EXERCISE REQUIREMENTS → Check every line below for the word "rail" and copy the ones that have it.

(Referring expression pointing data)
--------------------------------------------------

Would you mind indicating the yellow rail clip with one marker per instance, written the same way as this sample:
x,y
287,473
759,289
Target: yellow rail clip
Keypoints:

--------------------------------------------------

WRITTEN ANSWER →
Would you mind indicating the yellow rail clip with one marker per instance, written the same way as this sample:
Target: yellow rail clip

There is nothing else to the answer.